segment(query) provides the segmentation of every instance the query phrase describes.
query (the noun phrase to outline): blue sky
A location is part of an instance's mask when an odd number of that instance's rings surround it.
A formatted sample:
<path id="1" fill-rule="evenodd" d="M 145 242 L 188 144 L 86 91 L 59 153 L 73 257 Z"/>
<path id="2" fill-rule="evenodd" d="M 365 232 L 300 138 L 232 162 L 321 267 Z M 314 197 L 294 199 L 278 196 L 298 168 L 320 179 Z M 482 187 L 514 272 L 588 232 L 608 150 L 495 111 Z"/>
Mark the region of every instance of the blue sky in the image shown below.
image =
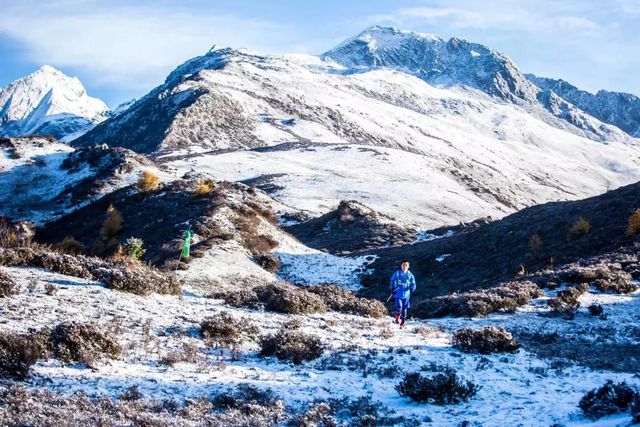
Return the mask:
<path id="1" fill-rule="evenodd" d="M 374 24 L 504 52 L 525 72 L 640 94 L 638 0 L 0 0 L 0 86 L 53 65 L 111 106 L 218 47 L 322 53 Z"/>

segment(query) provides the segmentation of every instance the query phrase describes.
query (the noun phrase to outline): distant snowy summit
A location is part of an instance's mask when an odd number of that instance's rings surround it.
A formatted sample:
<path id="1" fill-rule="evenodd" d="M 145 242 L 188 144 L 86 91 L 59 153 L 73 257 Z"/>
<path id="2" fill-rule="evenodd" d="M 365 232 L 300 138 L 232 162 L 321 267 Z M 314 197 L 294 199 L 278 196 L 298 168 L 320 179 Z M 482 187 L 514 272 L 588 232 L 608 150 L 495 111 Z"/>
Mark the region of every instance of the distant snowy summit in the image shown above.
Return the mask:
<path id="1" fill-rule="evenodd" d="M 353 72 L 390 68 L 433 85 L 463 85 L 515 104 L 542 106 L 592 139 L 619 139 L 602 123 L 640 137 L 637 96 L 604 90 L 594 95 L 563 80 L 524 74 L 506 55 L 456 37 L 374 26 L 321 57 Z"/>
<path id="2" fill-rule="evenodd" d="M 0 89 L 0 136 L 52 135 L 70 141 L 107 117 L 77 77 L 43 65 Z"/>

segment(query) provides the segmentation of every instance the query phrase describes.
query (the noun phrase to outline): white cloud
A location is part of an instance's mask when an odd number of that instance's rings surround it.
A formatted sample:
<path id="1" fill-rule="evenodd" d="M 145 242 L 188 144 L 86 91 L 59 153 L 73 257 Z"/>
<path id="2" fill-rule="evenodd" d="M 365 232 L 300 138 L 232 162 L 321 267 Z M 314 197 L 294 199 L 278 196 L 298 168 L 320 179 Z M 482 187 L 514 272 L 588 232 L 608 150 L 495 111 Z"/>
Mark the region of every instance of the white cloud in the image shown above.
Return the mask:
<path id="1" fill-rule="evenodd" d="M 148 88 L 212 44 L 271 50 L 290 29 L 234 16 L 161 7 L 109 7 L 97 2 L 6 6 L 0 32 L 17 39 L 37 63 L 85 69 L 96 81 Z"/>

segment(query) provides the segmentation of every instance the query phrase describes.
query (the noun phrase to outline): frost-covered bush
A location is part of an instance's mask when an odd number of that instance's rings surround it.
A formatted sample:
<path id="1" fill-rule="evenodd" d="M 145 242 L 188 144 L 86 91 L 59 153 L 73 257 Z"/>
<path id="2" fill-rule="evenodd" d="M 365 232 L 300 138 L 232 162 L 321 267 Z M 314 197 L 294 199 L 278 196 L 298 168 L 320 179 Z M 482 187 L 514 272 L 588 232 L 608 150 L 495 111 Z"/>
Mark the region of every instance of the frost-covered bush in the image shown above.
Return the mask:
<path id="1" fill-rule="evenodd" d="M 254 288 L 258 300 L 270 311 L 287 314 L 324 313 L 322 298 L 288 283 L 269 283 Z"/>
<path id="2" fill-rule="evenodd" d="M 105 358 L 115 359 L 122 353 L 114 334 L 93 323 L 60 323 L 51 330 L 48 344 L 55 358 L 89 366 Z"/>
<path id="3" fill-rule="evenodd" d="M 454 371 L 425 377 L 417 372 L 408 373 L 396 386 L 400 395 L 420 403 L 449 405 L 466 402 L 478 391 L 478 386 Z"/>
<path id="4" fill-rule="evenodd" d="M 240 384 L 233 391 L 219 394 L 212 404 L 220 420 L 214 422 L 214 426 L 275 426 L 282 425 L 287 418 L 285 402 L 271 389 L 261 390 L 249 384 Z"/>
<path id="5" fill-rule="evenodd" d="M 632 279 L 631 274 L 612 269 L 604 277 L 596 279 L 594 285 L 602 292 L 629 294 L 638 289 L 638 285 L 631 282 Z"/>
<path id="6" fill-rule="evenodd" d="M 0 376 L 24 379 L 42 356 L 43 349 L 31 336 L 0 333 Z"/>
<path id="7" fill-rule="evenodd" d="M 551 298 L 547 301 L 547 305 L 551 310 L 561 313 L 569 313 L 575 311 L 580 307 L 580 295 L 589 290 L 589 285 L 581 283 L 576 286 L 569 286 L 568 288 L 559 291 L 555 298 Z"/>
<path id="8" fill-rule="evenodd" d="M 520 348 L 510 332 L 495 326 L 458 329 L 451 337 L 451 344 L 465 353 L 480 354 L 513 353 Z"/>
<path id="9" fill-rule="evenodd" d="M 0 265 L 45 268 L 55 273 L 96 280 L 110 289 L 138 295 L 182 293 L 180 282 L 174 276 L 141 263 L 105 261 L 42 248 L 0 248 Z"/>
<path id="10" fill-rule="evenodd" d="M 426 299 L 417 303 L 412 313 L 423 319 L 445 316 L 482 317 L 497 311 L 513 312 L 531 299 L 543 295 L 542 290 L 533 282 L 506 282 L 494 288 Z"/>
<path id="11" fill-rule="evenodd" d="M 320 357 L 324 349 L 320 338 L 297 328 L 281 328 L 275 335 L 263 337 L 260 347 L 261 356 L 276 356 L 280 360 L 291 360 L 296 365 Z"/>
<path id="12" fill-rule="evenodd" d="M 122 246 L 124 254 L 131 259 L 140 259 L 147 252 L 144 249 L 144 242 L 137 237 L 129 237 Z"/>
<path id="13" fill-rule="evenodd" d="M 332 311 L 374 318 L 381 318 L 388 314 L 382 302 L 359 298 L 350 290 L 338 285 L 315 285 L 306 289 L 320 296 L 327 308 Z"/>
<path id="14" fill-rule="evenodd" d="M 215 317 L 207 317 L 200 322 L 202 336 L 211 345 L 234 345 L 245 340 L 257 340 L 258 328 L 248 319 L 235 319 L 231 314 L 222 312 Z"/>
<path id="15" fill-rule="evenodd" d="M 614 384 L 609 380 L 602 387 L 587 392 L 580 399 L 579 406 L 587 417 L 598 419 L 626 411 L 636 398 L 636 391 L 627 383 Z"/>
<path id="16" fill-rule="evenodd" d="M 55 245 L 55 248 L 61 252 L 77 255 L 84 251 L 82 243 L 77 241 L 73 236 L 67 236 L 62 239 L 62 242 Z"/>
<path id="17" fill-rule="evenodd" d="M 163 365 L 173 366 L 177 363 L 197 363 L 200 350 L 194 343 L 183 343 L 180 350 L 170 351 L 160 358 Z"/>
<path id="18" fill-rule="evenodd" d="M 18 285 L 9 276 L 9 274 L 0 270 L 0 298 L 6 298 L 11 295 L 15 295 L 18 290 Z"/>

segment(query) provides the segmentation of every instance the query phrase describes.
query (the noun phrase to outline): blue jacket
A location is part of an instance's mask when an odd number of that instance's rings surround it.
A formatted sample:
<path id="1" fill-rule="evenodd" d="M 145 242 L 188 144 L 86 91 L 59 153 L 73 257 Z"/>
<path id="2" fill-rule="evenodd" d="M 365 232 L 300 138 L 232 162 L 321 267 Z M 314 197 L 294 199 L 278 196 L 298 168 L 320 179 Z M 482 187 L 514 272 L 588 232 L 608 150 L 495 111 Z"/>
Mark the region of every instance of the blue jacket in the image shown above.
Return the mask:
<path id="1" fill-rule="evenodd" d="M 389 291 L 395 298 L 409 299 L 411 293 L 416 290 L 416 278 L 410 271 L 404 273 L 398 269 L 391 275 L 389 281 Z"/>

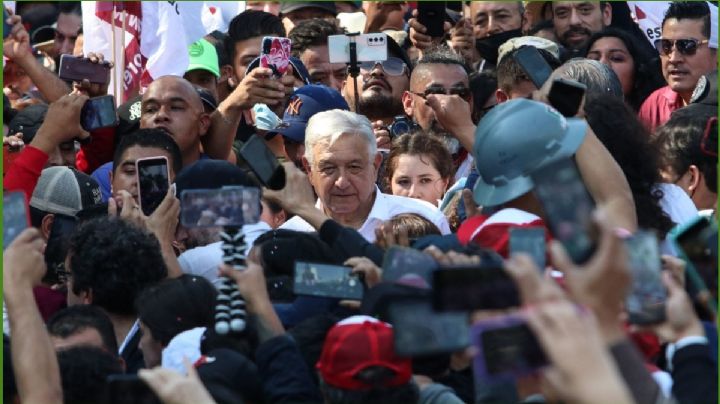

########

# Exercise
Tally the lines in the records that contain the word "region"; the answer is that number and nothing more.

# Result of the task
5